The task:
Pick out and copy each line of the records that contains the word "style", matching case exactly.

Available records:
=-=-=

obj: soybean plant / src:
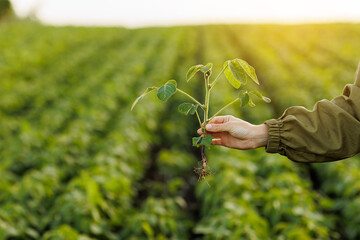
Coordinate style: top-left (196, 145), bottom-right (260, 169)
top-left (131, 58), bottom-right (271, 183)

=-=-=

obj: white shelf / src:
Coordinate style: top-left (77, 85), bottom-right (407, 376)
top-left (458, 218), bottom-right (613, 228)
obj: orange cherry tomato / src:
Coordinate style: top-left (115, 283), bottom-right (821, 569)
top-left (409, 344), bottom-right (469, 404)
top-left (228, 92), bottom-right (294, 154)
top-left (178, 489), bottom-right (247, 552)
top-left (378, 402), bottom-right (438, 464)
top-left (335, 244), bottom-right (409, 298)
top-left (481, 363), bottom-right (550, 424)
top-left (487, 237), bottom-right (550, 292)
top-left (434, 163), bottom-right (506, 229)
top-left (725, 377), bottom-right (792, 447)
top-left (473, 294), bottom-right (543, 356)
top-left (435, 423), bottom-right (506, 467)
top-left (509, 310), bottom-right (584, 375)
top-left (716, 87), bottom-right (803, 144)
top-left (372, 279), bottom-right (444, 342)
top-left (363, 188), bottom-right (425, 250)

=-=-=

Solution to this problem:
Coordinate style: top-left (196, 145), bottom-right (260, 169)
Coordinate style: top-left (77, 85), bottom-right (407, 376)
Coordinate style: top-left (115, 283), bottom-right (821, 569)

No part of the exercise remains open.